--- start ---

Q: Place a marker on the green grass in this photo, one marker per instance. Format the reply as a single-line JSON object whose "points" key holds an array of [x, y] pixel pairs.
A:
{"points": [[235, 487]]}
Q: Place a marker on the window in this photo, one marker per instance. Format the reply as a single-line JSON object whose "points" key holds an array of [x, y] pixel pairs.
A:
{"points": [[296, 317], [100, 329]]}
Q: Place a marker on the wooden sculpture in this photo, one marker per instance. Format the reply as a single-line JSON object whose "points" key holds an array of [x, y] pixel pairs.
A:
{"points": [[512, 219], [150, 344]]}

--- end ---

Reproduce every one of the entries above, word for word and in the same order.

### [Task solution]
Q: Place a marker on the green grass in this photo, one marker per instance. Format the reply as a single-line JSON object whose "points" key holds an array of [x, y] pixel pairs.
A:
{"points": [[235, 487]]}
Q: Place a marker on the window in this photo, one marker per instance. Format the reply as a single-line JSON object whose "points" key holds an array of [x, y] pixel pairs.
A:
{"points": [[296, 317], [100, 329]]}
Q: Place a marker on the wooden sculpture in this photo, one marker per instance. Format the reply as a single-line JSON object whose "points" key holds an array of [x, y] pixel pairs.
A:
{"points": [[512, 219], [150, 344]]}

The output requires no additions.